### [TASK DETAILS]
Gather every line in the rows below that contains the word "lined", and copy each such line whole.
○ ○ ○ ○ ○ ○ ○
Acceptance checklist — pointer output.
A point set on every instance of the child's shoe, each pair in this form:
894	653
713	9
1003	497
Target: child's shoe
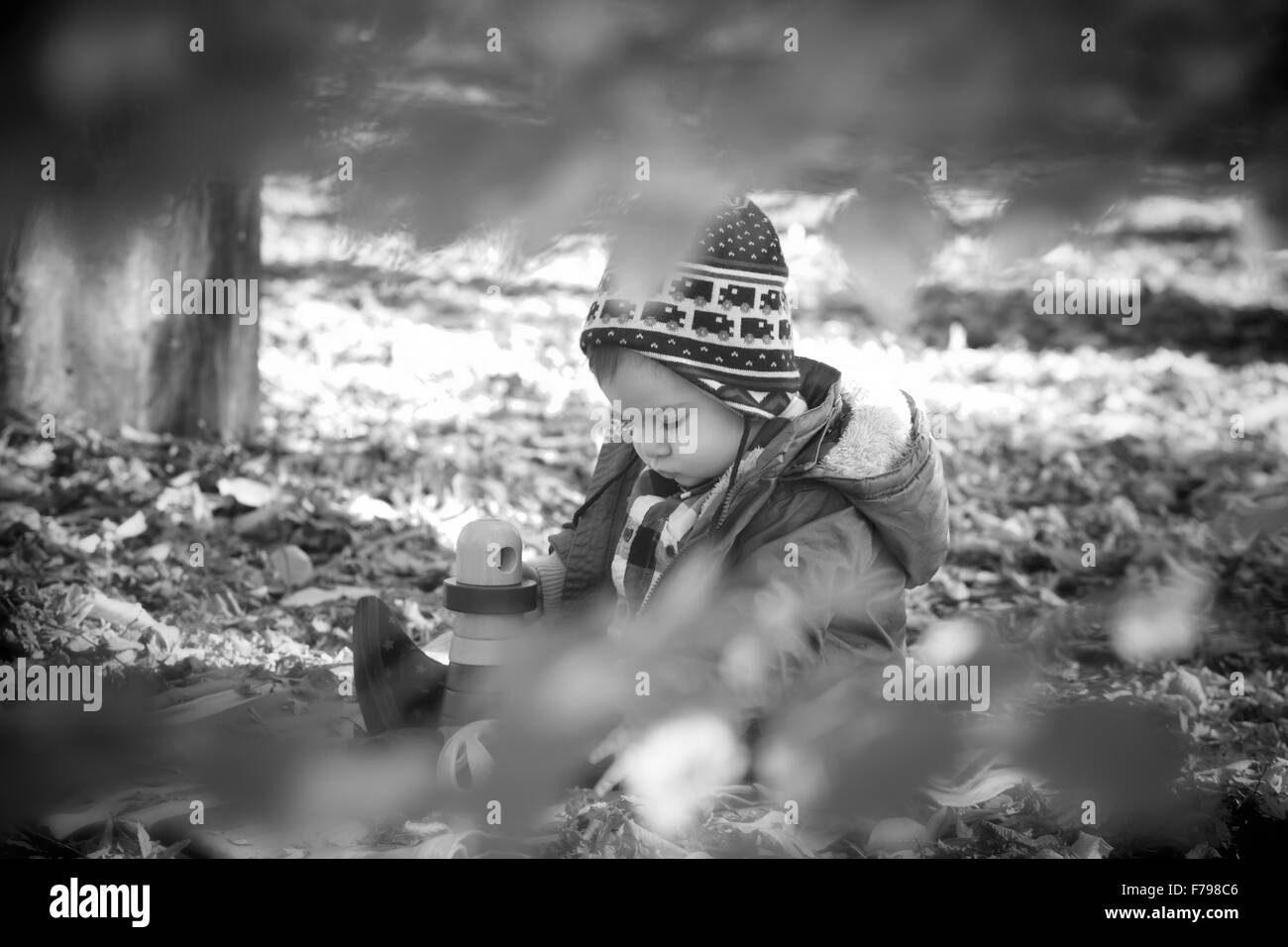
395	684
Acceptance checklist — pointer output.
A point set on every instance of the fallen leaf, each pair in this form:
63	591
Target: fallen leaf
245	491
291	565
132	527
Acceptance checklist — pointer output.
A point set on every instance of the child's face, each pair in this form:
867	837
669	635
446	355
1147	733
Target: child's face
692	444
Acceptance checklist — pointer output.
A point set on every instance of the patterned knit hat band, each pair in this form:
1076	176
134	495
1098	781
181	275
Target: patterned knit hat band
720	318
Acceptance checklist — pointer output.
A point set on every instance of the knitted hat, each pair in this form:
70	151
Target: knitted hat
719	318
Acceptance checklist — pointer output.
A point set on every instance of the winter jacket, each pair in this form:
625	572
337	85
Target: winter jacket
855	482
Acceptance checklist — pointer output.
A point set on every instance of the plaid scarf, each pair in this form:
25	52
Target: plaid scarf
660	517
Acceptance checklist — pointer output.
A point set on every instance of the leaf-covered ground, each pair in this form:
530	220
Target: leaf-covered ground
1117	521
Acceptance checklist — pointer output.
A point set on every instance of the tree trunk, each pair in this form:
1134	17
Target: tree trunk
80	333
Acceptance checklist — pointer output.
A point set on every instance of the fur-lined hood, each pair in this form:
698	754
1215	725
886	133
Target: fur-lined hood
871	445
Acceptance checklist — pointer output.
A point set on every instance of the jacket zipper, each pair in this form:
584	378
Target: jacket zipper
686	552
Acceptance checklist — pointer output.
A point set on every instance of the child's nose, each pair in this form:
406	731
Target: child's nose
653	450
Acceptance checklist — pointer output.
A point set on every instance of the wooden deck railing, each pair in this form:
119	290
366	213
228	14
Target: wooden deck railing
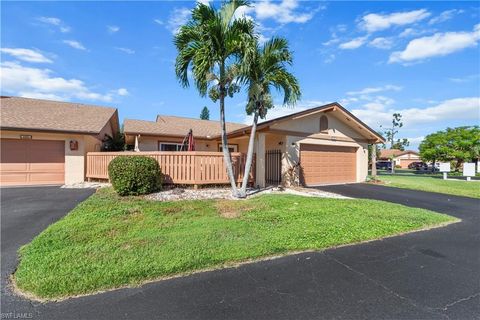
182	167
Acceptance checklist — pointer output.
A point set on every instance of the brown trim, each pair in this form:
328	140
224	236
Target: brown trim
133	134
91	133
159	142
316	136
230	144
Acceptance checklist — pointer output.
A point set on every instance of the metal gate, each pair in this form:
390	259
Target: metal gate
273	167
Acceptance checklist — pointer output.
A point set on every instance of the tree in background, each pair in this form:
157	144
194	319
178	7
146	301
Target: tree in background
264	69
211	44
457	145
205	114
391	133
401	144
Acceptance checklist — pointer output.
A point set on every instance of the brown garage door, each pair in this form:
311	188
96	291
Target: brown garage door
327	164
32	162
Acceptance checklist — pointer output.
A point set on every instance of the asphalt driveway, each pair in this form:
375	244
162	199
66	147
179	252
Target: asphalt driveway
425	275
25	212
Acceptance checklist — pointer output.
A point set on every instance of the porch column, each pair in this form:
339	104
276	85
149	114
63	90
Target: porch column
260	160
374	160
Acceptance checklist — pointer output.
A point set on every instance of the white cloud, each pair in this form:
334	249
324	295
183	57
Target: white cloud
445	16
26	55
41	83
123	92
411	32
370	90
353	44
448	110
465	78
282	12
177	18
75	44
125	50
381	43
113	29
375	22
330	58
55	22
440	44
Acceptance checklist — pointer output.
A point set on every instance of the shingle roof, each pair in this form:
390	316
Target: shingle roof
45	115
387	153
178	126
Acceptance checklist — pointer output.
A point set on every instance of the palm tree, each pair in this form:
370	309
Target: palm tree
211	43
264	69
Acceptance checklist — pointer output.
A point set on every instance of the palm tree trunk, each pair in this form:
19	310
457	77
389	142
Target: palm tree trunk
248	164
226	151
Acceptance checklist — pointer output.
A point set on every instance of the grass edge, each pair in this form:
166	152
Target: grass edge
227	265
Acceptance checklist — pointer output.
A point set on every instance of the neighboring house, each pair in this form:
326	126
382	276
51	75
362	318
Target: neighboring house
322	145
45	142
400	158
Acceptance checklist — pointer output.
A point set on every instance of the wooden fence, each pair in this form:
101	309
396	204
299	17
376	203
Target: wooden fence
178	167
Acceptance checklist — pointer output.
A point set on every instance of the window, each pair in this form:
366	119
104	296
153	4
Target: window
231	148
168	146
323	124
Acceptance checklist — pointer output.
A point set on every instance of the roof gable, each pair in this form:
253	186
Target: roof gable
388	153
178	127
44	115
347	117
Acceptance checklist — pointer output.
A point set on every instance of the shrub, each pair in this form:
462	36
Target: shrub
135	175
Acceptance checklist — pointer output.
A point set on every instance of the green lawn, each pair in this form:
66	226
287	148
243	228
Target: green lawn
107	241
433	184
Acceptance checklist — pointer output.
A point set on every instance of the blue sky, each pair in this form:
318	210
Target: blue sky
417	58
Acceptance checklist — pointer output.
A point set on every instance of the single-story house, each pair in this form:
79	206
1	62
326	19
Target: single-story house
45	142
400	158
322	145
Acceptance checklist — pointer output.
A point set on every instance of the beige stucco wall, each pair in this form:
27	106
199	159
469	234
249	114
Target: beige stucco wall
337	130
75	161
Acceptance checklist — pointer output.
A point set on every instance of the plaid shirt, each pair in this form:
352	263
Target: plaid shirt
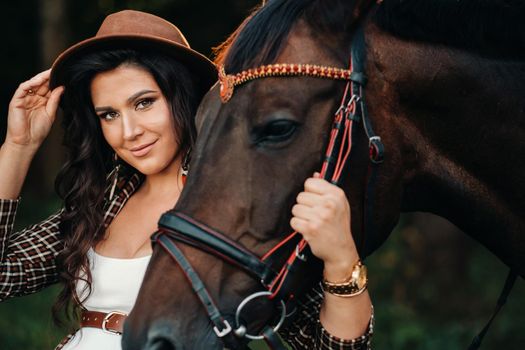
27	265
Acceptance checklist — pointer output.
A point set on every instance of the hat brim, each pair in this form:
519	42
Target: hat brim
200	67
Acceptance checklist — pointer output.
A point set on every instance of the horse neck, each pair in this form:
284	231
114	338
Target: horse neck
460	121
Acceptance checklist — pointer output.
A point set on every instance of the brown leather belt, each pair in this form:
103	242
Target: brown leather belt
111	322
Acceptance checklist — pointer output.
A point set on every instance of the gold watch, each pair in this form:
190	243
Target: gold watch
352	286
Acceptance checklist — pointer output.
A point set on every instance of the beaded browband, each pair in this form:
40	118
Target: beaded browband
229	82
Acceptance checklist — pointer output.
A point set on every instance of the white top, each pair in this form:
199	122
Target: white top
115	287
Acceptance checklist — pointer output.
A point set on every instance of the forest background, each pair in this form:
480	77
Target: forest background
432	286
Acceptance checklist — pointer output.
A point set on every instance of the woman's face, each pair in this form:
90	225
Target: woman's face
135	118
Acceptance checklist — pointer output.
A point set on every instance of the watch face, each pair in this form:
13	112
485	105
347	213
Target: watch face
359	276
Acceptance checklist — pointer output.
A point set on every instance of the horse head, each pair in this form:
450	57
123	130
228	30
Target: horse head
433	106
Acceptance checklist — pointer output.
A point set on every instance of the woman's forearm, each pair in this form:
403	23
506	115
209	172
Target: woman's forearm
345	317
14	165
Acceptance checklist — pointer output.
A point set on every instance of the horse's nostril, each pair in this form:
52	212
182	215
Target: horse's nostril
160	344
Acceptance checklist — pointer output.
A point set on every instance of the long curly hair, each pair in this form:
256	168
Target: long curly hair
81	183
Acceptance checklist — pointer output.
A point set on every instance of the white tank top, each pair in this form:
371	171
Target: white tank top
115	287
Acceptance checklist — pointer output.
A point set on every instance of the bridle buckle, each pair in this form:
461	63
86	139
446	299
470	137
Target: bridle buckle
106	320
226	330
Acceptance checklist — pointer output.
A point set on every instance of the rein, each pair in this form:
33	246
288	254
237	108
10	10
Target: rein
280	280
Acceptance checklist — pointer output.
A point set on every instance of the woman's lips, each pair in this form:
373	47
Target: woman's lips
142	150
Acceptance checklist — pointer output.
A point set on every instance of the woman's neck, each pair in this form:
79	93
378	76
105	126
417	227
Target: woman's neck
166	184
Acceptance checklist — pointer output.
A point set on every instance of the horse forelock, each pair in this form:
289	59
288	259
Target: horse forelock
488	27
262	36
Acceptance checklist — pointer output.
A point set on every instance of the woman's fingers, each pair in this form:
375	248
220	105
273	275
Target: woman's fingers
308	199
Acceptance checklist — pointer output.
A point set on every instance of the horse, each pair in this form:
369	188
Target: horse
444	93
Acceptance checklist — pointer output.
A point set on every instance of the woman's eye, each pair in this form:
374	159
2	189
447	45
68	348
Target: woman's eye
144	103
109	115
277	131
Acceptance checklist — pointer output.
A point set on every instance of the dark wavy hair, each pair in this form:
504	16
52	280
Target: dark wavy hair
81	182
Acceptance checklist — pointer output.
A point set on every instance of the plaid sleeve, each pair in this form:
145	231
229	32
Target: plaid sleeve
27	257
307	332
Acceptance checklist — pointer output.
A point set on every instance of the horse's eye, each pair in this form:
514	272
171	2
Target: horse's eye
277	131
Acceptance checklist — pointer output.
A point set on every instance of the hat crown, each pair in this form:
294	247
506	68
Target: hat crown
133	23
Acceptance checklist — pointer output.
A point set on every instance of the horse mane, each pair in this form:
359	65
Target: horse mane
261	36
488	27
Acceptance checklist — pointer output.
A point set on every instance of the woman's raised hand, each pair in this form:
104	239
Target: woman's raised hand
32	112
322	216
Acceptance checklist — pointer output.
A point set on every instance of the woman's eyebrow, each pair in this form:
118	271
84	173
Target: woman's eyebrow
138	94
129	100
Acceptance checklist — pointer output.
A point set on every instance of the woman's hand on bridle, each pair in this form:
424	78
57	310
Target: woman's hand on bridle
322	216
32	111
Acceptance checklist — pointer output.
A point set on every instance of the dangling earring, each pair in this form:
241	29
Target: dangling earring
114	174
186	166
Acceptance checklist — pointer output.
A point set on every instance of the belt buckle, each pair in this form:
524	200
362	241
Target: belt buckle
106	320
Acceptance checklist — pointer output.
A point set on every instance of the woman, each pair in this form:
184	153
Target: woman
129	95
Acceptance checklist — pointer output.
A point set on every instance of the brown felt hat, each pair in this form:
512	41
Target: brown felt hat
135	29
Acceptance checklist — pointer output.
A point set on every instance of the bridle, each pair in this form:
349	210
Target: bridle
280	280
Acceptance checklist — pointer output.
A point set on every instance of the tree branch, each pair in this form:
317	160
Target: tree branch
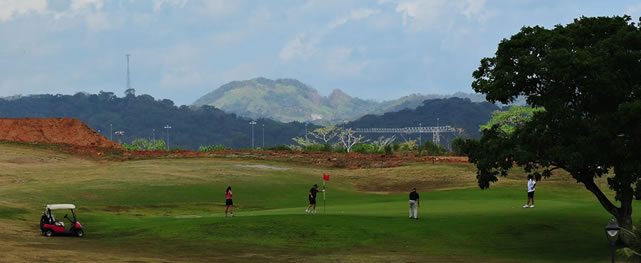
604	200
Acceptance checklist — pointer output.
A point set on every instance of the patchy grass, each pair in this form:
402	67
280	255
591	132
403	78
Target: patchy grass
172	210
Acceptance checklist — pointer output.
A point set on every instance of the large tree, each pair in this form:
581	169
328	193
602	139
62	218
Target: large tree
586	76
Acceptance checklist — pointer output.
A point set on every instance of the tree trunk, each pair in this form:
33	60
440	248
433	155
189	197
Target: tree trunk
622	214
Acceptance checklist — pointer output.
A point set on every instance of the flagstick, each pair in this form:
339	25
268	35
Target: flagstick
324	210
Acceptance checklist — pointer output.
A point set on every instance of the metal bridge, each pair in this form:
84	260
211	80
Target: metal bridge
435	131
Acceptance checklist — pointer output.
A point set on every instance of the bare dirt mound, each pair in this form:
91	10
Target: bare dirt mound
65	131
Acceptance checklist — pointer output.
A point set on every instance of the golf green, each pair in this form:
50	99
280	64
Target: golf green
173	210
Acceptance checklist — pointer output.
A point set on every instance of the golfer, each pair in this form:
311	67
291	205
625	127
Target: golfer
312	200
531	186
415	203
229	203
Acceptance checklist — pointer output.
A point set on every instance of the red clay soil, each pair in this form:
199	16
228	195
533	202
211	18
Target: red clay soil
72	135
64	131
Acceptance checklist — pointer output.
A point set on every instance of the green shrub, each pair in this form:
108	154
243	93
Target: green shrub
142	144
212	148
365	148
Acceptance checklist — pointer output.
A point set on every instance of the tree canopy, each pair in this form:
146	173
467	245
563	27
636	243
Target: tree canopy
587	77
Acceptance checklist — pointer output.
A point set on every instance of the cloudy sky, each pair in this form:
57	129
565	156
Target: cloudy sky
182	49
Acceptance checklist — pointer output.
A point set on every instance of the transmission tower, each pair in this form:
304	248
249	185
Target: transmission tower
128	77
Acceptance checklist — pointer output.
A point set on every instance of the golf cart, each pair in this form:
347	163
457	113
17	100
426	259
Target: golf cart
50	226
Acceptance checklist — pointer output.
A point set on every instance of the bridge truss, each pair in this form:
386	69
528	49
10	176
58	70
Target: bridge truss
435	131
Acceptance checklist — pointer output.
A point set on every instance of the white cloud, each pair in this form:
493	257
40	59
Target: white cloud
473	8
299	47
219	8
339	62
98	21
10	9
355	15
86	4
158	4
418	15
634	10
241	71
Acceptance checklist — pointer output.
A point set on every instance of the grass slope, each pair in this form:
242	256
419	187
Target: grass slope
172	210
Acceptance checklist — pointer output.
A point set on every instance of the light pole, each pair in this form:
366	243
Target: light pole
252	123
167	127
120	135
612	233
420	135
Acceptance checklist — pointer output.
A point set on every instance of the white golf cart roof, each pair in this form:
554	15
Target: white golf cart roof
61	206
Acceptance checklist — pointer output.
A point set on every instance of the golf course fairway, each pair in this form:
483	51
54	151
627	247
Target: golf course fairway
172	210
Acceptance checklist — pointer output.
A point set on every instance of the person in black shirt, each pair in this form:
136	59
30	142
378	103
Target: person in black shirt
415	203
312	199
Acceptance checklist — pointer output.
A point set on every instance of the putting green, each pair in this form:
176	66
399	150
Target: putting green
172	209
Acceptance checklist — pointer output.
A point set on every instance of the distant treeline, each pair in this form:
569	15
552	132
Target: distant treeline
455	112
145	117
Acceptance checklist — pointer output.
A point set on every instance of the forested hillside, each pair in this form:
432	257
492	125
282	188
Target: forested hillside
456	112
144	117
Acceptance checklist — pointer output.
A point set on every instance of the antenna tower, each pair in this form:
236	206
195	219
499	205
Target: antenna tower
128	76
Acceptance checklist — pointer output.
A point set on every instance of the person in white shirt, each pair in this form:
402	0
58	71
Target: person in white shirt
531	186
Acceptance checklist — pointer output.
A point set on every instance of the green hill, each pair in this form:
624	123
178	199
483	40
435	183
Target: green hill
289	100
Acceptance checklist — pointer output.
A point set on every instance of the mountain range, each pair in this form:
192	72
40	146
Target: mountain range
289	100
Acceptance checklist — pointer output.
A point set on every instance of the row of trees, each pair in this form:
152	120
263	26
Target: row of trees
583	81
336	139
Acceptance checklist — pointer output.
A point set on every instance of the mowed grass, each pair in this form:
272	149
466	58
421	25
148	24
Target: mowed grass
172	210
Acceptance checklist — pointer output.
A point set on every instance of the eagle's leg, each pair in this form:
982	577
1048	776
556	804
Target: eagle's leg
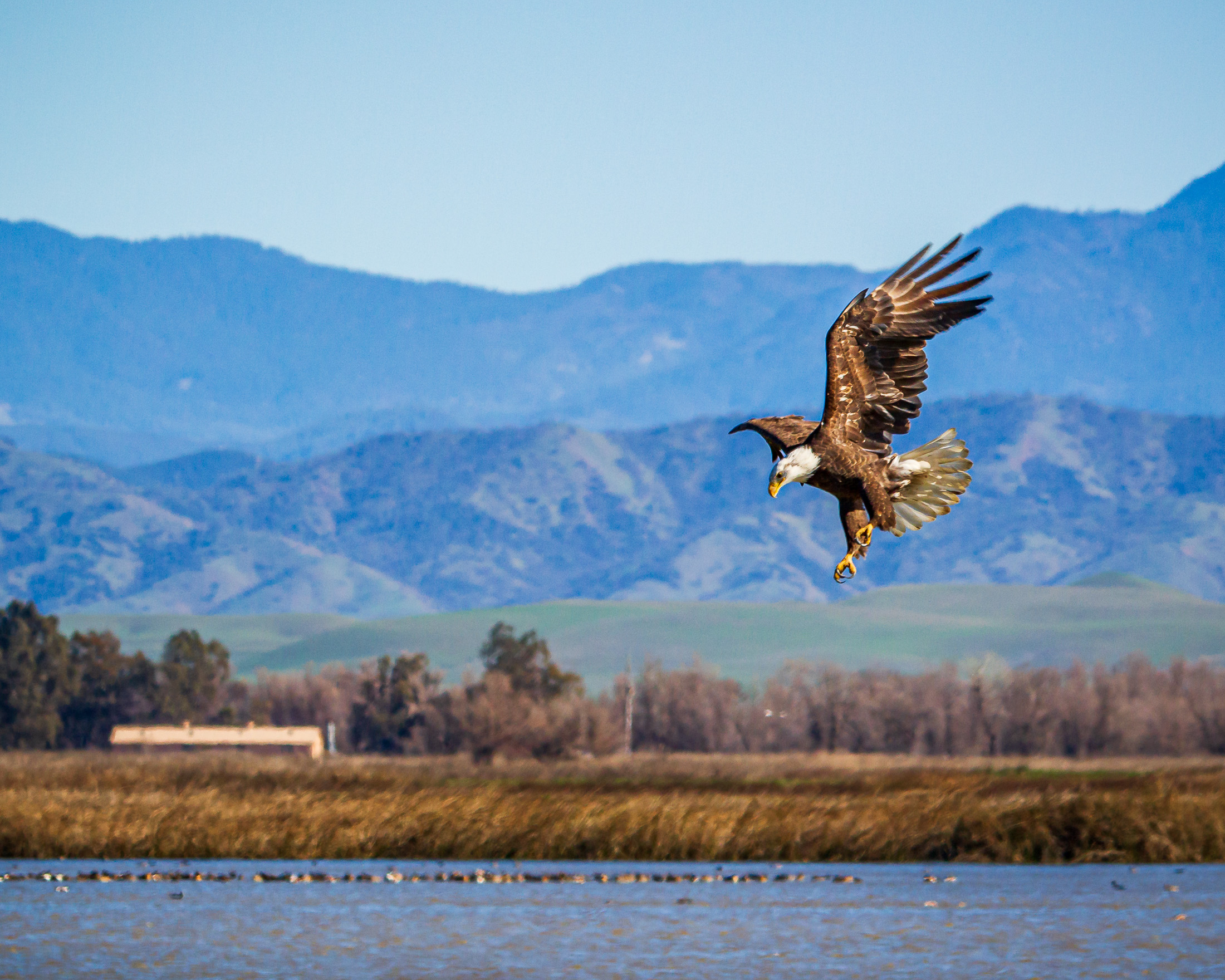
○ ○ ○ ○ ○ ○ ○
### [OUTPUT OF THE TASK]
A point set on every instance of the fur-lined hood, each pair in this form:
Target: fur-lined hood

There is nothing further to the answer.